= Excerpt =
===============

Jury selection began yesterday for the trial of an illegal immigrant from El Salvador that may finally answer a mystery haunting Washington DC for more than nine years: who killed Chandra Levy?
The story began on 1 May 2001, when the 24-year-old intern at the Federal Bureau of Prisons left her flat in downtown Washington to go for a jog. But she never returned – and in the months that followed, her disappearance turned from a routine missing persons case into an international sensation.
It emerged that she had been having an affair with the congressman from her home-town district in central California, and he immediately became a suspect. But the congressman, Gary Condit, denied all involvement, and for a while the entire story was forgotten, as the September 11 terrorist attacks took over the headlines. But a year after Ms Levy vanished, a small part of the mystery was resolved. On 22 May 2002, a man searching for deer antlers and other animal bones in a remote area of Rock Creek Park, about four miles from her home, found parts of a human skeleton. The remains were quickly identified as those of the intern, and the case was declared a homicide.
However, the trail then went cold again. For five years the police explored every lead, but in vain. Mr Condit, who in 1992 was defeated in his bid for re-election to Congress, was formally exonerated as a suspect, and until March 2009 the Chandra Levy case appeared destined to remain unsolved.
In fact an obvious suspect existed all along, in the person of Ingmar Guandique, who had entered the US illegally in 2000 from El Salvador and moved to Washington, where he worked as a day labourer and belonged to a local gang.
He had been convicted of assaulting two other female joggers in the same park at about the same time as Chandra's murder, and was serving a 10-year sentence in a California prison when he was arrested and charged in the Levy case in April 2009. At his arraignment hearing Mr Guandique pleaded not guilty. Now, almost a decade after Chandra disappeared, his trial has started. The outcome is far from sure, even though authorities are convinced they have their man. There were no eyewitnesses to the Levy killing, nor any DNA evidence linking it to Mr Guandique, while no murder weapon has ever been found.
According to the Washington Post, the prosecution's case rests mainly on statements the accused made to fellow prisoners in his California prison, and on letters he wrote. But of direct circumstantial evidence there appears to be none. Mr Condit is expected to testify at the trial. But he is considered unlikely to throw much light on what happened in Ms Levy's final hours.
Even the opinions of her family are divided. Robert Levy, a 64-year-old oncologist, told the Post he was "pretty sure" that Mr Guandique killed his daughter. But Susan Levy, Chandra's mother, sounded far less certain. "I still have a lot of questions, and I don't know I'll ever get the answers," she said.

===============

= Dataset extract =
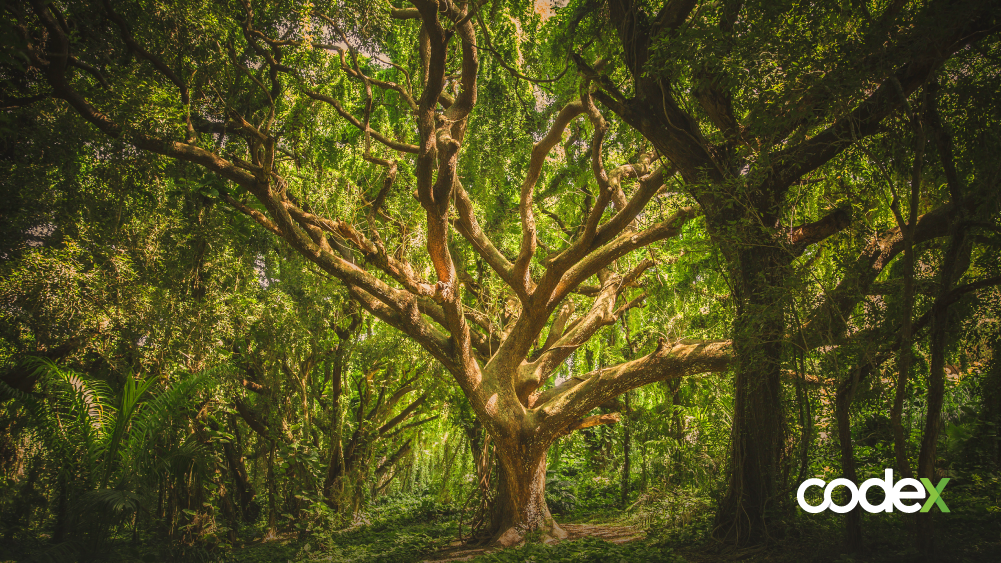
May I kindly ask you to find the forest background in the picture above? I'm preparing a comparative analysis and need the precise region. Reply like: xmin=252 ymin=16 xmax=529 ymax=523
xmin=0 ymin=0 xmax=1001 ymax=561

===============

= Tasks for this exercise =
1: Echo the stretch of the article on the Chandra Levy case from "It emerged that" through "declared a homicide.", word for word.
2: Answer these questions from the article on the Chandra Levy case.
(a) On what date did Chandra Levy leave her flat to go for a jog?
(b) What was the man who found the remains in Rock Creek Park searching for?
(c) How long was the sentence Ingmar Guandique was serving when he was arrested in the Levy case?
The lines are material separate from the article on the Chandra Levy case.

= Solutions to each task =
1:
It emerged that she had been having an affair with the congressman from her home-town district in central California, and he immediately became a suspect. But the congressman, Gary Condit, denied all involvement, and for a while the entire story was forgotten, as the September 11 terrorist attacks took over the headlines. But a year after Ms Levy vanished, a small part of the mystery was resolved. On 22 May 2002, a man searching for deer antlers and other animal bones in a remote area of Rock Creek Park, about four miles from her home, found parts of a human skeleton. The remains were quickly identified as those of the intern, and the case was declared a homicide.

2:
(a) 1 May 2001
(b) Deer antlers and other animal bones
(c) A 10-year sentence